== What needs to be done ==
Omit the images, then output each of the records below exactly.

-- START OF Material for the task --

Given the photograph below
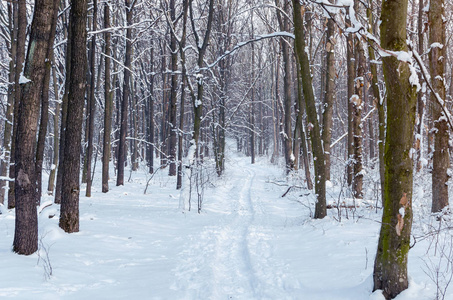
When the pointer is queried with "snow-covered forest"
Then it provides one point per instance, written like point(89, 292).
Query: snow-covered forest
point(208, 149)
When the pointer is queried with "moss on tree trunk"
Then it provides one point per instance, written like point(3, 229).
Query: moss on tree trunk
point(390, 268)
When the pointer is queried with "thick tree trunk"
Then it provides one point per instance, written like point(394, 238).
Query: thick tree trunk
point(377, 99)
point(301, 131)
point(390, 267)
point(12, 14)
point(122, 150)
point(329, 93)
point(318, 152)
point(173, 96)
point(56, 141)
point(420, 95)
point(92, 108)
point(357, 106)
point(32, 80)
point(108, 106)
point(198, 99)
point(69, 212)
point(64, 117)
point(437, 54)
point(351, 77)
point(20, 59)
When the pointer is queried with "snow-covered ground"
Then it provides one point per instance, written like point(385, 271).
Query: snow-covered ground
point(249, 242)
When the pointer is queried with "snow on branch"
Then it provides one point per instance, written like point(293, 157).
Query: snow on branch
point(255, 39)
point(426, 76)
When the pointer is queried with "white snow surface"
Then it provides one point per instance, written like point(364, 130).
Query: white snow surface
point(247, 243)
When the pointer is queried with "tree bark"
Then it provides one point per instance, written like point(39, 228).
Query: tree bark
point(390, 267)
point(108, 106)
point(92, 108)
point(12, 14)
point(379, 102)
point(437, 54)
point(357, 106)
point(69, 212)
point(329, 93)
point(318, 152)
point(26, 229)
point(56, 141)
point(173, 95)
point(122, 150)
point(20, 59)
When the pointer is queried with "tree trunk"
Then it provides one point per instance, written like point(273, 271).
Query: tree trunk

-- END OF Material for the task --

== Finished exercise ==
Given the photograph below
When the pointer is queried with "snow-covered forest"
Then it provides one point per instance, written like point(89, 292).
Query: snow-covered forest
point(208, 149)
When the pointer is queried with "moss on tree trunk"
Then it provides one point per instance, written like point(3, 229).
Query: moss on tree trunk
point(390, 268)
When the pointer is queried with "thick tree trunk"
Then it provides one point per instance, written like point(394, 238).
Query: thick tree trunk
point(377, 99)
point(301, 131)
point(390, 267)
point(12, 14)
point(122, 150)
point(329, 93)
point(318, 152)
point(173, 96)
point(56, 141)
point(420, 95)
point(92, 108)
point(357, 106)
point(32, 80)
point(108, 106)
point(198, 99)
point(69, 212)
point(64, 117)
point(437, 54)
point(351, 77)
point(20, 59)
When the pointer is queried with "snow-covered ground"
Then it provides one point per instance, written like point(385, 271).
Query: snow-covered ground
point(249, 242)
When the pointer is queried with "snow on branch"
Then it provides one point per instance, written like point(293, 157).
Query: snow on branch
point(255, 39)
point(426, 76)
When the pointer is queried with "white snow surface"
Then it provides one point per instance, written like point(364, 130).
Query: white snow surface
point(247, 243)
When the pointer is queried with "tree bark"
Then it provides one point per instance, written like point(39, 228).
Query: tree bark
point(390, 267)
point(108, 106)
point(92, 108)
point(12, 14)
point(379, 102)
point(437, 54)
point(357, 106)
point(69, 212)
point(329, 93)
point(318, 152)
point(26, 229)
point(56, 141)
point(173, 95)
point(122, 150)
point(20, 59)
When the pointer is queried with "tree trunk"
Then it provides one point per instance, written like point(273, 271).
Query: tree trunk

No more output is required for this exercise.